[Dataset rows]
--- BEGIN ---

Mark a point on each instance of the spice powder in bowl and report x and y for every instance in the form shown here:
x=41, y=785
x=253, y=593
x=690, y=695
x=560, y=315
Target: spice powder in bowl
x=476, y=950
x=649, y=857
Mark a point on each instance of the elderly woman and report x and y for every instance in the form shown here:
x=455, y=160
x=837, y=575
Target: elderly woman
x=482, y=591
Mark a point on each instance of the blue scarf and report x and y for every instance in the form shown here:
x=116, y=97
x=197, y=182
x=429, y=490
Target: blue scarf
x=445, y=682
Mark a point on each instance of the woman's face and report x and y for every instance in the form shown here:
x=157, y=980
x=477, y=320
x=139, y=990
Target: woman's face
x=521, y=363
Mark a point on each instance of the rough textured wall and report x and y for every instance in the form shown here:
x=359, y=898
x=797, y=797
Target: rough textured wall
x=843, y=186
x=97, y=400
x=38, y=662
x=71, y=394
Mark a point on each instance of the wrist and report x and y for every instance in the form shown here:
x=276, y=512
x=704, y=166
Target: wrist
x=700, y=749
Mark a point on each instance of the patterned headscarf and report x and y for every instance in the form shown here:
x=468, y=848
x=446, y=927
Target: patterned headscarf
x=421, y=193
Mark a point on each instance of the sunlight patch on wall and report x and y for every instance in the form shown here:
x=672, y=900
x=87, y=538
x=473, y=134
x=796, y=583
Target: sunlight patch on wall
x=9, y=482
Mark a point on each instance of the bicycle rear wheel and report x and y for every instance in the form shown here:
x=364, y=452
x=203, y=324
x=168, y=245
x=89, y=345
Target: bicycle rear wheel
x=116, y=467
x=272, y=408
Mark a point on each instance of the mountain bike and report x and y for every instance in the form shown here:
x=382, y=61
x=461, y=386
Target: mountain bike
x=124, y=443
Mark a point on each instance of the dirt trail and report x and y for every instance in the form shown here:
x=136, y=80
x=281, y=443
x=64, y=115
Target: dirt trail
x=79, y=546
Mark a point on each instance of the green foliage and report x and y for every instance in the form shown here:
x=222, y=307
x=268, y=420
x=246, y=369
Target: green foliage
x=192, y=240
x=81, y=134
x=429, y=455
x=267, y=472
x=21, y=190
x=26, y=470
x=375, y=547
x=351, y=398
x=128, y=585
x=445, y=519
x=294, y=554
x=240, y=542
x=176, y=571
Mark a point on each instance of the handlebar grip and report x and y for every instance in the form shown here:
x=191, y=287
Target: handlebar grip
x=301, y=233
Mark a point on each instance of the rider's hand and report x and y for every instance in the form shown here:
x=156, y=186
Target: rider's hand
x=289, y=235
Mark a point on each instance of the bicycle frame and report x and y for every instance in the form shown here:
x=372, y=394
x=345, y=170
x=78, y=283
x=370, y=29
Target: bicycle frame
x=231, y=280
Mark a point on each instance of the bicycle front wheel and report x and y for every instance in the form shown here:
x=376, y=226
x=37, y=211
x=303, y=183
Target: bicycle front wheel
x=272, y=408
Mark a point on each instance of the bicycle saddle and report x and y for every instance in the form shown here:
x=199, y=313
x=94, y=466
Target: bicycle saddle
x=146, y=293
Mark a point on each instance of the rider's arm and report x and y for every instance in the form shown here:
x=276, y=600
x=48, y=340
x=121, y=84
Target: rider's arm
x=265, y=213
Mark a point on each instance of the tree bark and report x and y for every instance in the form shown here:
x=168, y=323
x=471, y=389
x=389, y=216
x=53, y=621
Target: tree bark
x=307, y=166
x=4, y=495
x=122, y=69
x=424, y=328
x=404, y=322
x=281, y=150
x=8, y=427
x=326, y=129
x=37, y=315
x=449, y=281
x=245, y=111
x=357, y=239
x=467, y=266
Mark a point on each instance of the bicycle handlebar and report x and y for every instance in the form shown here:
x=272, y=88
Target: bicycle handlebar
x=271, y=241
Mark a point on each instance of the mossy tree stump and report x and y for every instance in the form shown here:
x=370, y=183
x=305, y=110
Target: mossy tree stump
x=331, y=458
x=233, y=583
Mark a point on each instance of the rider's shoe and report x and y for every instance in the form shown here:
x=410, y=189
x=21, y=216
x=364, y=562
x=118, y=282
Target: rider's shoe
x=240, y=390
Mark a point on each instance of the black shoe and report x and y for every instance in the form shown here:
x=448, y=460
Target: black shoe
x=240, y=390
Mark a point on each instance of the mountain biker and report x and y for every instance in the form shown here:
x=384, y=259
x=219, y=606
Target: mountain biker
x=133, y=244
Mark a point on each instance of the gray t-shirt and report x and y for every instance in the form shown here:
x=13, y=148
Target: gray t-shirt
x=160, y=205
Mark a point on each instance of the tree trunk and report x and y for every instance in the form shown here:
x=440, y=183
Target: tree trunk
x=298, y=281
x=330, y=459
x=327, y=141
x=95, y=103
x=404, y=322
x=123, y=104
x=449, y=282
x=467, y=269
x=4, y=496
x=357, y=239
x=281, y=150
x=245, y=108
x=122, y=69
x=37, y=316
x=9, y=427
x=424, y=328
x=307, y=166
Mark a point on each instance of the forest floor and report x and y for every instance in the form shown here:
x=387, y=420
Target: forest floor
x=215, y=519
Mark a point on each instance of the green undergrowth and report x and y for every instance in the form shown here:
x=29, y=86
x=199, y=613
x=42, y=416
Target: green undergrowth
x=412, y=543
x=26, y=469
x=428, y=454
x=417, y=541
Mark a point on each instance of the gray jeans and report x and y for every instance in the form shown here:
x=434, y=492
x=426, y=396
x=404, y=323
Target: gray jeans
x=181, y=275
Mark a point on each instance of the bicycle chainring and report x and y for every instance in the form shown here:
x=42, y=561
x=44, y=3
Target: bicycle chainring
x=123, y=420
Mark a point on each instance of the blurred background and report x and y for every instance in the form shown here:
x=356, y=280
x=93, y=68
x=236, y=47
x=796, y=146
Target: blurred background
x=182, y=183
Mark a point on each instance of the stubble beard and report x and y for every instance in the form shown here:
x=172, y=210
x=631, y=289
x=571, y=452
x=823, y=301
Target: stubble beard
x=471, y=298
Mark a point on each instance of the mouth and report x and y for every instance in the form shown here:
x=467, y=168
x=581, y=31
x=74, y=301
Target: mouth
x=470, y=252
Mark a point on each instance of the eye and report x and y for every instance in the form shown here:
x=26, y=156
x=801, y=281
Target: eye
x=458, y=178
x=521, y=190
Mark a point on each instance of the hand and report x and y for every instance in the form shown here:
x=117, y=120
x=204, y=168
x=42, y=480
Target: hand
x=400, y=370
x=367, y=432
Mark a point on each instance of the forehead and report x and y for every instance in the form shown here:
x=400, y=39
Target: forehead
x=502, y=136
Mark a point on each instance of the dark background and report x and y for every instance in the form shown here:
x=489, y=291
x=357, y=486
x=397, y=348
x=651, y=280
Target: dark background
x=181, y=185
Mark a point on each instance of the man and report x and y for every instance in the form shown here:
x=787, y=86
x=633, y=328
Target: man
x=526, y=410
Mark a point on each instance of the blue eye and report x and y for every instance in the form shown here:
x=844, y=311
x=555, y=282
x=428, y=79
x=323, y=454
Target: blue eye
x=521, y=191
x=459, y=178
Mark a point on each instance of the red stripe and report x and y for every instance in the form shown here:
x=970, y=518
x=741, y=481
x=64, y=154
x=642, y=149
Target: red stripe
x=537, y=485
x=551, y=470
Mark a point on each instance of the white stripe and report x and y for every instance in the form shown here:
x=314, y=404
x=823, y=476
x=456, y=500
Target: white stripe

--- END ---

▶ **Task goal**
Please return all of the dataset rows above unchanged, line for line.

▶ **Solved problem**
Mark a point on each instance of the spice powder in bowl and report x and y for every instance in the form shown here:
x=41, y=785
x=253, y=593
x=690, y=695
x=560, y=315
Target: spice powder in bowl
x=476, y=950
x=649, y=857
Mark a point on each instance of the elderly woman and report x and y for every instance in the form shown here:
x=455, y=160
x=837, y=575
Target: elderly woman
x=482, y=591
Mark a point on each instance of the blue scarf and report x and y for every instance in the form shown here:
x=116, y=97
x=197, y=182
x=429, y=490
Target: blue scarf
x=445, y=682
Mark a point on each instance of the woman's face and report x and y for every instance in the form shown here:
x=157, y=980
x=477, y=320
x=139, y=990
Target: woman's face
x=521, y=363
Mark a point on each instance of the rough textured wall and report x and y for every instance in the form shown here:
x=359, y=898
x=797, y=797
Target: rough textured wall
x=843, y=186
x=97, y=400
x=38, y=662
x=71, y=394
Mark a point on each instance of the wrist and report x and y for every instance in the form shown here:
x=276, y=512
x=704, y=166
Target: wrist
x=700, y=749
Mark a point on each instance of the patterned headscarf and report x and y for every instance in the form shown here:
x=468, y=848
x=446, y=927
Target: patterned headscarf
x=421, y=193
Mark a point on each instance of the sunlight patch on wall and report x and y for every instance in the form shown here:
x=672, y=900
x=87, y=538
x=473, y=134
x=796, y=583
Target: sunlight patch on wall
x=9, y=482
Mark a point on each instance of the bicycle rear wheel and report x and y for every instance in the form shown here:
x=364, y=452
x=203, y=324
x=168, y=245
x=89, y=345
Target: bicycle rear wheel
x=116, y=467
x=272, y=408
Mark a point on each instance of the mountain bike and report x and y for every instance in the form shown here:
x=382, y=61
x=461, y=386
Target: mountain bike
x=124, y=443
Mark a point on each instance of the dirt trail and report x and y for every instance in the form shown here:
x=136, y=80
x=281, y=443
x=64, y=115
Target: dirt trail
x=79, y=546
Mark a point on each instance of the green foliage and report x and y for every instance in the form shown here:
x=222, y=307
x=268, y=420
x=246, y=369
Target: green foliage
x=192, y=240
x=81, y=134
x=429, y=455
x=267, y=472
x=21, y=190
x=26, y=470
x=375, y=547
x=351, y=398
x=128, y=585
x=445, y=519
x=294, y=554
x=240, y=542
x=176, y=571
Mark a point on each instance of the handlebar grip and report x and y for every instance in the form shown here:
x=191, y=287
Target: handlebar grip
x=301, y=233
Mark a point on each instance of the rider's hand and report x and y for every instance in the form shown here:
x=156, y=186
Target: rider's hand
x=289, y=235
Mark a point on each instance of the bicycle frame and report x and y for every instance in the form shown here:
x=372, y=394
x=345, y=170
x=78, y=283
x=370, y=29
Target: bicycle frame
x=231, y=280
Mark a point on each instance of the bicycle front wheel and report x and y for every instance in the form shown here:
x=376, y=226
x=37, y=211
x=303, y=183
Target: bicycle front wheel
x=272, y=408
Mark a point on each instance of the bicycle saddle and report x and y for every instance in the form shown here:
x=199, y=313
x=94, y=466
Target: bicycle saddle
x=146, y=293
Mark a point on each instance of the rider's arm and report x and y for every instance in the form shown here:
x=276, y=600
x=48, y=340
x=121, y=84
Target: rider's arm
x=265, y=213
Mark a point on each instance of the tree bark and report x and y for every instance in the form shown here:
x=168, y=323
x=471, y=389
x=389, y=216
x=53, y=621
Target: tree bark
x=307, y=166
x=4, y=495
x=122, y=69
x=424, y=328
x=404, y=322
x=281, y=150
x=8, y=427
x=326, y=129
x=37, y=315
x=449, y=281
x=245, y=111
x=357, y=239
x=467, y=266
Mark a point on each instance of the bicycle handlebar and report x and y for every instance in the form shown here:
x=272, y=88
Target: bicycle handlebar
x=271, y=241
Mark a point on each instance of the mossy tree stump and report x and y for every instance in the form shown here:
x=370, y=183
x=305, y=110
Target: mossy tree stump
x=331, y=458
x=233, y=583
Mark a point on each instance of the rider's shoe and report x and y for every instance in the form shown here:
x=410, y=189
x=21, y=216
x=364, y=562
x=118, y=282
Target: rider's shoe
x=240, y=390
Mark a point on each instance of the black shoe and report x and y for every instance in the form shown here:
x=448, y=460
Target: black shoe
x=240, y=390
Mark a point on each instance of the mountain biker and report x and y for every instance in the form shown here:
x=384, y=259
x=219, y=606
Target: mountain biker
x=133, y=244
Mark a point on each instance of the gray t-shirt and report x and y for every instance in the form shown here:
x=13, y=148
Target: gray t-shirt
x=160, y=205
Mark a point on each instance of the tree trunk and report x and y for every instance in the form shown here:
x=440, y=183
Target: tree trunk
x=298, y=281
x=330, y=459
x=327, y=141
x=95, y=103
x=404, y=322
x=123, y=104
x=449, y=282
x=467, y=269
x=4, y=496
x=357, y=239
x=281, y=150
x=245, y=108
x=122, y=69
x=37, y=316
x=9, y=427
x=424, y=328
x=307, y=166
Mark a point on each instance of the forest floor and report x and y for every instance in the form shown here:
x=387, y=420
Target: forest floor
x=215, y=519
Mark a point on each instance of the green undergrowth and report x and y for every instance in the form shown here:
x=29, y=86
x=199, y=613
x=42, y=416
Target: green undergrowth
x=412, y=543
x=26, y=469
x=428, y=454
x=417, y=541
Mark a point on each instance of the gray jeans and report x and y for every instance in the form shown here:
x=434, y=492
x=426, y=396
x=404, y=323
Target: gray jeans
x=181, y=275
Mark a point on each instance of the bicycle chainring and report x and y for every instance in the form shown here:
x=42, y=561
x=44, y=3
Target: bicycle chainring
x=123, y=420
Mark a point on each instance of the blurred background and report x and y for every instance in the form shown here:
x=356, y=280
x=93, y=68
x=236, y=47
x=796, y=146
Target: blurred background
x=182, y=183
Mark a point on each instance of the stubble beard and report x and y for every instance in the form shown here:
x=172, y=210
x=631, y=289
x=571, y=452
x=823, y=301
Target: stubble beard
x=471, y=298
Mark a point on each instance of the mouth and report x and y for every instance in the form shown here:
x=467, y=168
x=581, y=31
x=74, y=301
Target: mouth
x=470, y=252
Mark a point on each instance of the eye and report x and y for every instance in the form shown here:
x=26, y=156
x=801, y=281
Target: eye
x=458, y=178
x=521, y=190
Mark a point on each instance of the hand and report x and y for every instance in the form shown here:
x=117, y=120
x=204, y=168
x=42, y=480
Target: hand
x=400, y=370
x=367, y=432
Mark a point on each instance of the forehead and report x and y for every instance in the form shown here:
x=400, y=39
Target: forehead
x=502, y=136
Mark a point on each instance of the dark background and report x and y for every instance in the form shown here:
x=489, y=291
x=357, y=486
x=397, y=348
x=651, y=280
Target: dark background
x=181, y=185
Mark a point on each instance of the man and report x and y for every instance in the form shown here:
x=787, y=86
x=633, y=328
Target: man
x=526, y=410
Mark a point on each instance of the blue eye and report x and y for every instance in the form shown here:
x=844, y=311
x=555, y=282
x=428, y=79
x=323, y=454
Target: blue eye
x=521, y=191
x=459, y=178
Mark a point on each instance of the red stripe and report x and y for every instance in the form shown here:
x=970, y=518
x=741, y=481
x=64, y=154
x=642, y=149
Target: red stripe
x=537, y=485
x=551, y=470
Mark a point on each instance of the white stripe and report x and y for every instance in the form shown here:
x=314, y=404
x=823, y=476
x=456, y=500
Target: white stripe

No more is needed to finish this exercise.